┌─ Dataset excerpts
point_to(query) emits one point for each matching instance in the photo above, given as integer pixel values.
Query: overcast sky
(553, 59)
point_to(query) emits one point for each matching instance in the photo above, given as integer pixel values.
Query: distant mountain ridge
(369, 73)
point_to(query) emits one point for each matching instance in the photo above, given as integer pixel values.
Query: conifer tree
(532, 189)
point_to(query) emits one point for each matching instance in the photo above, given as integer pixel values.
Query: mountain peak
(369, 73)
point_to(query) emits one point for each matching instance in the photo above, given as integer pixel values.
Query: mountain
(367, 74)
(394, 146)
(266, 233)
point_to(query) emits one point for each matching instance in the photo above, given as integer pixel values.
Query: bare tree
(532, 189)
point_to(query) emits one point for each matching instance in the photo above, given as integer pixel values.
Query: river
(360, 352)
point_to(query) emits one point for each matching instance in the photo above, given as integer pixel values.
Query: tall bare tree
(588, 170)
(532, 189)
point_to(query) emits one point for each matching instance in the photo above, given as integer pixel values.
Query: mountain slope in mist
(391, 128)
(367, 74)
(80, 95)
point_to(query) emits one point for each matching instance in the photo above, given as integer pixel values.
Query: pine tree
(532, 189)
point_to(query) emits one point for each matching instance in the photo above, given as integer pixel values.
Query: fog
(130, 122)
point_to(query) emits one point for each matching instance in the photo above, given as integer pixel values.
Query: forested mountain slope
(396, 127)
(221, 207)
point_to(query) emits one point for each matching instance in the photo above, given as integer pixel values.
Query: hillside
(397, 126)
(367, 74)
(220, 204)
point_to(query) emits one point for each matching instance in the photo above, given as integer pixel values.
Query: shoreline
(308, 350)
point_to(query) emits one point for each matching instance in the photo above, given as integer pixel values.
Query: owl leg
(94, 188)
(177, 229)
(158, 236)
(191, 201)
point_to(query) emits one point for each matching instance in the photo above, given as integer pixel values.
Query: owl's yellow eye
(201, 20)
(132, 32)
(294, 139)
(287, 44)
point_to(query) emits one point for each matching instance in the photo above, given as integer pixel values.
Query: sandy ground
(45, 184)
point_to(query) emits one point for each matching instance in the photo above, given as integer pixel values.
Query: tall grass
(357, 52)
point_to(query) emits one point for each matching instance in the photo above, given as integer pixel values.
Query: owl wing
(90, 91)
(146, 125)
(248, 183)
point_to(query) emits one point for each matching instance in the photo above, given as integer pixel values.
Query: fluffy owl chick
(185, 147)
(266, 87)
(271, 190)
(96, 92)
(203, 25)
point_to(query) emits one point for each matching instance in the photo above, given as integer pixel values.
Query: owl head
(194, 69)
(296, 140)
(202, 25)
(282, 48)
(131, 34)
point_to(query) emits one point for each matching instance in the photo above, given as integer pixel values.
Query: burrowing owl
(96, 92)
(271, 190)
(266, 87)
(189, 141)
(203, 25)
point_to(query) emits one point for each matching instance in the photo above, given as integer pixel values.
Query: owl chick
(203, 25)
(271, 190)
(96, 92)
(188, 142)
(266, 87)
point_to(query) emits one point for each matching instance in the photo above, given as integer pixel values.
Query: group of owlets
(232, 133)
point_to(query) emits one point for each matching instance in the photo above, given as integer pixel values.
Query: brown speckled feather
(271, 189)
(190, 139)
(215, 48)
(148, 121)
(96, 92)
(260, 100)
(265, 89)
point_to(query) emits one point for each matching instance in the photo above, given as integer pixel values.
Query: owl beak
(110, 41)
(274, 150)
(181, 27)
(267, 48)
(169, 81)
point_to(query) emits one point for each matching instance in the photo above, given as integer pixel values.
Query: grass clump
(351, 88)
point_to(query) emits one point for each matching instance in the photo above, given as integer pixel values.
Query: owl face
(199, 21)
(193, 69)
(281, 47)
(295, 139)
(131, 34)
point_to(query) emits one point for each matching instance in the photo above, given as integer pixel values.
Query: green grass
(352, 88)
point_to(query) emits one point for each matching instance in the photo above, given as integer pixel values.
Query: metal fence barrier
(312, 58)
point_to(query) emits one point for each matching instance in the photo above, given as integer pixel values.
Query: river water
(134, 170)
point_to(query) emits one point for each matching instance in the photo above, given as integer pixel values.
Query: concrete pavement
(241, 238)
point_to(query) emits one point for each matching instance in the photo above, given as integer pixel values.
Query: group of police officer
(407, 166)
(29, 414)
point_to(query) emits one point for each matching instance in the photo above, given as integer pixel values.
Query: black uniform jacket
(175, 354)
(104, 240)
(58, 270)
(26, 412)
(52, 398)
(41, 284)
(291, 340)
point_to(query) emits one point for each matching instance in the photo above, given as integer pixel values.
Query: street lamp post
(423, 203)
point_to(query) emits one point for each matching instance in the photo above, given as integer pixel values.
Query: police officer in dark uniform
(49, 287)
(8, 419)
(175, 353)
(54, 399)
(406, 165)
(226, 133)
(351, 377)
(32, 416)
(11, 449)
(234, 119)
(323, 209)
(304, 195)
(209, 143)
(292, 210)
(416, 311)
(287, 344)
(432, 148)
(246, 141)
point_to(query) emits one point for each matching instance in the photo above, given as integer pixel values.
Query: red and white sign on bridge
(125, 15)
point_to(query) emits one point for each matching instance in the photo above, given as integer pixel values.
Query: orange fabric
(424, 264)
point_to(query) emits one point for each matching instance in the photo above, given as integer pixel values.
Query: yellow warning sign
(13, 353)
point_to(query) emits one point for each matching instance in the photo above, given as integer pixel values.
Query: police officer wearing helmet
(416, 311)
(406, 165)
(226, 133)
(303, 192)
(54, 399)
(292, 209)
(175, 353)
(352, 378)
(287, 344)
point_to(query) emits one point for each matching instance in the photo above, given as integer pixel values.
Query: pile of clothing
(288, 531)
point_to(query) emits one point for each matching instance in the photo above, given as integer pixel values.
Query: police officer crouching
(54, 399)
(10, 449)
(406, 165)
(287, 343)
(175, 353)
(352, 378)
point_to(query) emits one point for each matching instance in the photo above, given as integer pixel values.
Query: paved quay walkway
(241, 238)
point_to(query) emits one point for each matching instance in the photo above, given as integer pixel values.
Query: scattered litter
└─
**Stated goal:** Exactly as written above, please repeat the entries.

**Task answer:**
point_to(query) emits one point for each matching instance in the photo above, given as integer pixel values.
Query: overcast sky
(553, 59)
point_to(query) emits one point for each matching instance in the photo above, given as integer pixel values.
Query: distant mountain ridge
(369, 73)
point_to(query) emits one point for each matching instance in the photo above, given as integer pixel values.
Query: conifer tree
(532, 189)
point_to(query) emits one point for each matching instance in the photo above, given as integer pixel values.
Query: mountain peak
(369, 73)
point_to(query) emits one point for each matching instance in the photo above, given as integer pixel values.
Query: mountain
(367, 74)
(394, 146)
(266, 233)
point_to(query) emits one point for each matching instance in the photo above, given as integer pixel values.
Query: bare tree
(532, 189)
point_to(query) emits one point for each matching instance in the photo above, given as integer pixel values.
Query: river
(360, 352)
point_to(query) emits one point for each matching instance in the photo above, given as integer pixel values.
Query: tall bare tree
(588, 170)
(532, 189)
point_to(query) emits one point for each matching instance in the photo above, given as integer pixel values.
Query: mountain slope in mist
(391, 128)
(367, 74)
(80, 95)
point_to(query) emits one point for each matching instance in the photo above, given as integer pixel values.
Query: pine tree
(532, 189)
point_to(query) emits one point for each matching instance in the photo above, given as integer pixel values.
Query: fog
(130, 122)
point_to(query) emits one point for each matching instance in the photo above, given as integer pixel values.
Query: forested mountain slope
(396, 127)
(221, 207)
point_to(query) emits one point for each matching instance in the photo above, given as integer pixel values.
Query: hillside
(397, 126)
(367, 74)
(220, 204)
point_to(query) emits one point for each matching instance in the photo above, given as integer pixel values.
Query: shoreline
(308, 350)
point_to(query) emits one point for each matching instance in the photo above, given as integer pixel values.
Query: owl leg
(94, 188)
(177, 229)
(158, 236)
(191, 201)
point_to(query) emits one point for each matching instance in the photo above, given as integer pixel values.
Query: owl's yellow eye
(201, 20)
(132, 32)
(294, 139)
(287, 44)
point_to(query) emits one point for each matching instance in the photo above, given as integer pixel values.
Query: sandy ground
(45, 184)
point_to(query) emits one point for each matching instance in the photo above, given as integer pixel values.
Query: tall grass
(357, 52)
point_to(query) emits one point for each matching instance in the photo above, given as integer pixel values.
Query: owl wing
(90, 91)
(146, 125)
(248, 183)
point_to(query) emits one point for each matching instance in the photo above, given as integer pixel values.
Query: fluffy owl chick
(185, 147)
(266, 87)
(271, 190)
(96, 92)
(203, 25)
point_to(query) emits one point for each matching instance in the photo above, given as integer pixel values.
Query: owl head
(194, 69)
(296, 140)
(202, 25)
(282, 48)
(131, 34)
point_to(query) emits one point for each matching instance in the photo above, given as integer pixel values.
Query: burrowing owl
(96, 92)
(271, 190)
(266, 87)
(189, 141)
(203, 25)
point_to(query) emits one point for each matching instance in the photo above, given as integer pixel values.
Query: owl chick
(203, 25)
(271, 190)
(96, 92)
(188, 142)
(266, 87)
point_to(query) emits one point for each matching instance in the photo above, given as integer pixel values.
Query: group of owlets
(232, 133)
point_to(query) emits one point for each matching instance in the photo above, given as integer pixel values.
Query: brown speckled feather
(271, 189)
(190, 139)
(215, 48)
(148, 121)
(96, 92)
(260, 100)
(265, 89)
point_to(query) emits one point for each matching instance in the photo above, given as integer pixel values.
Query: owl beak
(110, 41)
(274, 150)
(181, 27)
(267, 48)
(169, 81)
point_to(query) emits one point for each matching instance in the photo above, given as integer pixel values.
Query: grass clump
(351, 88)
point_to(query) emits one point for each matching instance in the photo above, given as integer pixel values.
Query: owl face
(199, 21)
(193, 69)
(281, 47)
(295, 139)
(131, 34)
point_to(query) emits one point for each matching instance in the photo above, given as integer pixel values.
Query: green grass
(352, 88)
point_to(query) emits one point for each matching instance in the photo above, given as integer pixel values.
Query: metal fence barrier
(312, 58)
point_to(query) emits one point for each matching instance in the photo above, given as integer pixel values.
Query: river water
(134, 170)
point_to(query) emits one point for each matching instance in the photo above, given as integer pixel values.
Query: concrete pavement
(241, 238)
point_to(query) emits one point for each matching instance in the photo above, given as integer pixel values.
Query: group of police officer
(407, 166)
(29, 414)
point_to(query) emits one point for each matching instance in the photo above, given as integer pixel values.
Query: black uniform jacket
(175, 354)
(104, 240)
(58, 270)
(26, 412)
(52, 398)
(41, 284)
(291, 340)
point_to(query) emits one point for each matching instance in the photo above, given as integer pixel values.
Query: street lamp post
(423, 203)
point_to(query) emits one point for each matching instance in the photo above, given as integer pixel values.
Query: police officer in dark uniform
(49, 287)
(8, 419)
(175, 353)
(54, 399)
(406, 165)
(226, 133)
(351, 377)
(32, 416)
(11, 449)
(234, 119)
(323, 209)
(304, 195)
(209, 143)
(292, 210)
(416, 311)
(287, 344)
(432, 148)
(246, 141)
point_to(query) emits one point for each matching instance in the photo above, given as integer pixel values.
Query: red and white sign on bridge
(125, 15)
point_to(query) emits one point for each matching instance in the photo above, given as integer pixel values.
Query: orange fabric
(424, 264)
point_to(query) emits one point for each matching instance in the photo above, given as integer pixel values.
Query: yellow warning sign
(13, 353)
point_to(query) emits one point for each matching instance in the photo above, given as integer pixel values.
Query: police officer wearing helmet
(416, 311)
(406, 165)
(226, 133)
(303, 192)
(54, 399)
(292, 209)
(175, 353)
(352, 378)
(287, 344)
point_to(query) emits one point for each matching instance in the photo above, given as integer pixel values.
Query: pile of clothing
(288, 531)
point_to(query) emits one point for each matching instance in the photo above, given as integer pixel values.
Query: police officer crouching
(54, 399)
(10, 449)
(406, 165)
(287, 343)
(175, 353)
(352, 378)
point_to(query) emits one point for each matching instance in the photo above, given as integer pixel values.
Query: paved quay walkway
(241, 238)
point_to(query) emits one point for each matching instance in the photo above, given as integer pixel values.
Query: scattered litter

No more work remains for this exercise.